» TASK BRIEF: Every line of the material that follows must be printed again exactly.

» RAW RECORDS:

——————————

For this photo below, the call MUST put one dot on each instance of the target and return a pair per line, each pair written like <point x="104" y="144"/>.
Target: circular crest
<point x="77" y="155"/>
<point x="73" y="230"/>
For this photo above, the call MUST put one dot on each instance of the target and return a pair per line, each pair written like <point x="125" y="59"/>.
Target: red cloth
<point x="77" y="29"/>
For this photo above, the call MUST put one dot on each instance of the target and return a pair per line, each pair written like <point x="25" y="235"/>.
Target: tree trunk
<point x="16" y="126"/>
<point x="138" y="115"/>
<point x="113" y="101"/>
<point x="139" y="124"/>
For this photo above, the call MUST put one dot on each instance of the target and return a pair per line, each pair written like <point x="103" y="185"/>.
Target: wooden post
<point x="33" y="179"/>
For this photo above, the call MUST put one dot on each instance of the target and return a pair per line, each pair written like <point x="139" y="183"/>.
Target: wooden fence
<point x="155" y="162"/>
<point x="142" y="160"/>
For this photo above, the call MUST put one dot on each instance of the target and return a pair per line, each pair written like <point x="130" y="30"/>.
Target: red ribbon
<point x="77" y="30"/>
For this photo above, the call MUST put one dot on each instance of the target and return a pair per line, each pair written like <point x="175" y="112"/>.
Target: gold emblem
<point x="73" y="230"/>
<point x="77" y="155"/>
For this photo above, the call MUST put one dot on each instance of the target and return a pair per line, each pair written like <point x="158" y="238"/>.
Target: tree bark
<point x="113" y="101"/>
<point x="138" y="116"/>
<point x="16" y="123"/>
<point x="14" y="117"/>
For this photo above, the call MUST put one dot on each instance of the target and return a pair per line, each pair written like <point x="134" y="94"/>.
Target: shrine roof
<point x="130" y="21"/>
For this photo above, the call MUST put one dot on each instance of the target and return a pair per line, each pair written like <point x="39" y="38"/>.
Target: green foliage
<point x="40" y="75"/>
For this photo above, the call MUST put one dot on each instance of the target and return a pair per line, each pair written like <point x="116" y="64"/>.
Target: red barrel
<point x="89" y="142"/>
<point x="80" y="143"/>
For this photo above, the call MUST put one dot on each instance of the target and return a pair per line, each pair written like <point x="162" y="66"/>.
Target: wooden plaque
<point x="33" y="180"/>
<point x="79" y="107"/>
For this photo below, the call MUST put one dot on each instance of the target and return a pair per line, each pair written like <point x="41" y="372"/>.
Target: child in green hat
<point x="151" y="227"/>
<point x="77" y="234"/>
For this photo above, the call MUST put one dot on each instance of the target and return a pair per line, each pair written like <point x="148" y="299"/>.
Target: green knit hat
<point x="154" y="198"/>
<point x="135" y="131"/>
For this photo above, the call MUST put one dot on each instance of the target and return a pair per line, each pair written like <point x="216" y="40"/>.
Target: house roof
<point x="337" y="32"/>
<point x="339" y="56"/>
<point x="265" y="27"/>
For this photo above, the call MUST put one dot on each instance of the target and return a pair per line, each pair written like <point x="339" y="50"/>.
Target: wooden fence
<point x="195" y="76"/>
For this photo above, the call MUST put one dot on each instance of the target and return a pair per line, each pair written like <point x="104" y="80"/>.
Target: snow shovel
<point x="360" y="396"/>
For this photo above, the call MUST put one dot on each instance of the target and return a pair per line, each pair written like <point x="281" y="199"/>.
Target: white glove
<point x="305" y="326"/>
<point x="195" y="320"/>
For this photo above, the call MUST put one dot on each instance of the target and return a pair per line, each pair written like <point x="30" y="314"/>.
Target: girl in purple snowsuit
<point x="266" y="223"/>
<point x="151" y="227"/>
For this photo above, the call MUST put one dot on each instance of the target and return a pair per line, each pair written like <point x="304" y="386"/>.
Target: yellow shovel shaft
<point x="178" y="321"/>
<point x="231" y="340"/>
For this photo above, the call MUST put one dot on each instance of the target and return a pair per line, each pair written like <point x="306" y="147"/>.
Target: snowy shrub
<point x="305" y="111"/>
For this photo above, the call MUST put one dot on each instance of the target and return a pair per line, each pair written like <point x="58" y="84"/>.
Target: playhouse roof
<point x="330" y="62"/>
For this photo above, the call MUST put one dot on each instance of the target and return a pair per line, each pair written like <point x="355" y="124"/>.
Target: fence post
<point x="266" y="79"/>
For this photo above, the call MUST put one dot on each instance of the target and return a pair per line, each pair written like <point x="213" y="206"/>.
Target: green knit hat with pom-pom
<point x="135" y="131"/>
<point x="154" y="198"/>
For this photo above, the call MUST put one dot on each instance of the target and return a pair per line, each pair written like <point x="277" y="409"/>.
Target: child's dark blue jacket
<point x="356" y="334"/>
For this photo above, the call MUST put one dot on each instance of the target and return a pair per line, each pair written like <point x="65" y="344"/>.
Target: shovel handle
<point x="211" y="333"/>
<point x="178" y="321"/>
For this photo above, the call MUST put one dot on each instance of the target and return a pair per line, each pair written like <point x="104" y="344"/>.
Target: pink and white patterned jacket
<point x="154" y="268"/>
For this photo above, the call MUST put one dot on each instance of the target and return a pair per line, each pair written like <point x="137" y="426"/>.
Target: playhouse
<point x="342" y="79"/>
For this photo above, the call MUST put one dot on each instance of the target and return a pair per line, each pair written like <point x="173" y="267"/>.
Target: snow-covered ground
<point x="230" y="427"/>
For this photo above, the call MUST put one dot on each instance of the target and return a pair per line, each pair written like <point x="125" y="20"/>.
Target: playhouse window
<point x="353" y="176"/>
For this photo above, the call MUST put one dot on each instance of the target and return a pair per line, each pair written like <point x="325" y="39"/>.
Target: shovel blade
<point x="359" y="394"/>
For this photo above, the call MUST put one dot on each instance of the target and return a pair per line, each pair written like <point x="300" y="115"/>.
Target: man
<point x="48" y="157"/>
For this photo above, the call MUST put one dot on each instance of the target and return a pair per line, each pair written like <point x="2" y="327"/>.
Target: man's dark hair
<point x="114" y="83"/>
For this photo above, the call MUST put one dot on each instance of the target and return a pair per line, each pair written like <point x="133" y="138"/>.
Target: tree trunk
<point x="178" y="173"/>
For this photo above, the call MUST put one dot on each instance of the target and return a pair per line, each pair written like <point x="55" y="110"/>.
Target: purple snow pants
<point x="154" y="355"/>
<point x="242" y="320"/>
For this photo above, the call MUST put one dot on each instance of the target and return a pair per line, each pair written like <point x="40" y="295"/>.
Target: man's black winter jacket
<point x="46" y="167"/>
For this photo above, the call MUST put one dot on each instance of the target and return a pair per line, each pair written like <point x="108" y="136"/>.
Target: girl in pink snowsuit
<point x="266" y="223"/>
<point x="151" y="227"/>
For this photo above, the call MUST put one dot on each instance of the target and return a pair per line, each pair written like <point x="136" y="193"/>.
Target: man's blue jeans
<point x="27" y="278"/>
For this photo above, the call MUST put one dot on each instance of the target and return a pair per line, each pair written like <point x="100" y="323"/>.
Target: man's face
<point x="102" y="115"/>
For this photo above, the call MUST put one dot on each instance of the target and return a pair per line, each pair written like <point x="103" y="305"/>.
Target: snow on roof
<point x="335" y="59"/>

——————————

» EXERCISE RESULT:
For this photo below, the call MUST put one dot on each instance of the target and return a pair per line, each pair written like <point x="104" y="144"/>.
Target: circular crest
<point x="77" y="155"/>
<point x="73" y="230"/>
For this photo above, the call MUST put one dot on each instance of the target and return a pair per line, each pair written like <point x="125" y="59"/>.
Target: red cloth
<point x="77" y="29"/>
For this photo above, the call MUST put one dot on each instance of the target and return a pair per line, each pair written like <point x="25" y="235"/>.
Target: tree trunk
<point x="16" y="126"/>
<point x="138" y="115"/>
<point x="113" y="101"/>
<point x="139" y="124"/>
For this photo above, the call MUST put one dot on each instance of the target and return a pair per line, each pair written like <point x="103" y="185"/>.
Target: wooden post
<point x="33" y="179"/>
For this photo above, the call MUST put one dot on each instance of the target and return a pair per line, each pair written like <point x="139" y="183"/>.
Target: wooden fence
<point x="155" y="162"/>
<point x="142" y="160"/>
For this photo above, the call MUST put one dot on each instance of the target and return a pair per line, each pair written like <point x="130" y="30"/>.
Target: red ribbon
<point x="77" y="30"/>
For this photo above, the call MUST put one dot on each instance of the target and return a pair per line, each pair written like <point x="175" y="112"/>.
Target: gold emblem
<point x="73" y="230"/>
<point x="77" y="155"/>
For this photo above, the call MUST put one dot on each instance of the target and return a pair per line, each pair written like <point x="158" y="238"/>.
Target: tree bark
<point x="113" y="101"/>
<point x="138" y="116"/>
<point x="16" y="123"/>
<point x="14" y="117"/>
For this photo above, the call MUST put one dot on each instance of the target and return a pair per line, each pair written like <point x="134" y="94"/>.
Target: shrine roof
<point x="130" y="21"/>
For this photo above, the call MUST put one dot on each instance of the target and return a pair per line, each pair written like <point x="39" y="38"/>.
Target: green foliage
<point x="40" y="75"/>
For this photo above, the call MUST put one dot on each instance of the target and return a pair per line, each pair written like <point x="116" y="64"/>.
Target: red barrel
<point x="89" y="142"/>
<point x="80" y="143"/>
For this photo above, the call MUST put one dot on each instance of the target and return a pair per line, each pair written like <point x="162" y="66"/>.
Target: wooden plaque
<point x="33" y="180"/>
<point x="79" y="107"/>
For this photo below, the call MUST put one dot on each instance of the target and return a pair per line, each pair written like <point x="41" y="372"/>.
Target: child in green hat
<point x="151" y="227"/>
<point x="77" y="234"/>
For this photo above, the call MUST put one dot on each instance of the target and return a pair per line, each pair written like <point x="148" y="299"/>.
Target: green knit hat
<point x="154" y="198"/>
<point x="135" y="131"/>
For this photo above, the call MUST put one dot on each instance of the target and return a pair per line, each pair written like <point x="216" y="40"/>.
Target: house roof
<point x="337" y="32"/>
<point x="339" y="56"/>
<point x="265" y="27"/>
For this photo above, the call MUST put one dot on each instance of the target and return a pair per line, each pair written like <point x="339" y="50"/>.
Target: wooden fence
<point x="195" y="76"/>
For this photo above, the call MUST put one dot on each instance of the target and return a pair per line, each pair written like <point x="104" y="80"/>.
Target: snow shovel
<point x="360" y="396"/>
For this photo above, the call MUST put one dot on each instance of the target and return a pair per line, each pair written like <point x="281" y="199"/>.
Target: white glove
<point x="305" y="326"/>
<point x="195" y="320"/>
For this photo above, the call MUST put one dot on each instance of the target and return a pair per line, each pair written like <point x="30" y="314"/>.
Target: girl in purple snowsuit
<point x="266" y="223"/>
<point x="151" y="227"/>
For this photo above, the call MUST put one dot on each instance of the target and return a pair per line, each pair written like <point x="304" y="386"/>.
Target: yellow shovel shaft
<point x="178" y="321"/>
<point x="231" y="340"/>
For this photo above, the call MUST put one dot on each instance of the target and return a pair per line, each pair written like <point x="306" y="147"/>.
Target: snowy shrub
<point x="305" y="111"/>
For this photo above, the call MUST put one dot on each instance of the target and return a pair per line, each pair written like <point x="58" y="84"/>.
Target: playhouse roof
<point x="330" y="62"/>
For this photo above, the call MUST put one dot on each instance of the target and return a pair per line, each pair written like <point x="355" y="124"/>.
Target: fence post
<point x="266" y="79"/>
For this photo above, the call MUST put one dot on each instance of the target and return a pair per line, each pair written like <point x="213" y="206"/>.
Target: green knit hat with pom-pom
<point x="135" y="131"/>
<point x="154" y="198"/>
For this photo above, the call MUST put one dot on each instance of the target and return a pair per line, each pair written like <point x="277" y="409"/>.
Target: child's dark blue jacket
<point x="356" y="334"/>
For this photo above, the call MUST put one dot on each instance of the target and return a pair per line, each pair written like <point x="65" y="344"/>.
Target: shovel handle
<point x="211" y="333"/>
<point x="178" y="321"/>
For this photo above, the call MUST put one dot on each instance of the target and return a pair per line, each pair written like <point x="104" y="344"/>.
Target: pink and white patterned jacket
<point x="154" y="268"/>
For this photo above, the call MUST put one dot on each instance of the target and return a pair per line, each pair written like <point x="137" y="426"/>.
Target: playhouse
<point x="342" y="79"/>
For this photo above, the call MUST put one dot on each instance of the target and return a pair per line, each pair written like <point x="173" y="267"/>.
Target: snow-covered ground
<point x="230" y="427"/>
For this photo above, the call MUST put one dot on each instance of the target and return a pair per line, each pair written like <point x="125" y="20"/>.
Target: playhouse window
<point x="353" y="176"/>
For this photo above, the call MUST put one dot on each instance of the target and return a pair per line, each pair written like <point x="325" y="39"/>.
Target: shovel blade
<point x="359" y="394"/>
For this photo above, the call MUST put one dot on each instance of the target and return a pair per line, each pair written like <point x="300" y="115"/>.
Target: man
<point x="48" y="157"/>
For this photo above, the call MUST put one dot on each instance of the target and return a pair per line, each pair written like <point x="2" y="327"/>.
Target: man's dark hair
<point x="114" y="83"/>
For this photo above, the call MUST put one dot on each instance of the target and return a pair per line, each pair written like <point x="133" y="138"/>.
Target: tree trunk
<point x="178" y="173"/>
For this photo above, the call MUST put one dot on each instance of the target and return a pair per line, each pair written like <point x="55" y="110"/>.
Target: purple snow pants
<point x="154" y="355"/>
<point x="242" y="320"/>
For this photo above, the call MUST put one dot on each instance of the target and return a pair per line, each pair written like <point x="40" y="295"/>.
Target: man's black winter jacket
<point x="46" y="167"/>
For this photo above, the call MUST put one dot on each instance of the target and return a pair per line, each pair written like <point x="108" y="136"/>.
Target: girl in pink snowsuit
<point x="266" y="223"/>
<point x="151" y="227"/>
For this photo above, the call MUST put one dot on each instance of the target and return a pair per line, each pair written like <point x="136" y="193"/>.
Target: man's blue jeans
<point x="27" y="278"/>
For this photo above, the call MUST put one dot on each instance of the target and return a pair per line, each pair written like <point x="100" y="323"/>.
Target: man's face
<point x="102" y="115"/>
For this photo above, the call MUST put one dot on each instance of the target and return a pair per line, each pair written like <point x="103" y="305"/>.
Target: snow on roof
<point x="335" y="59"/>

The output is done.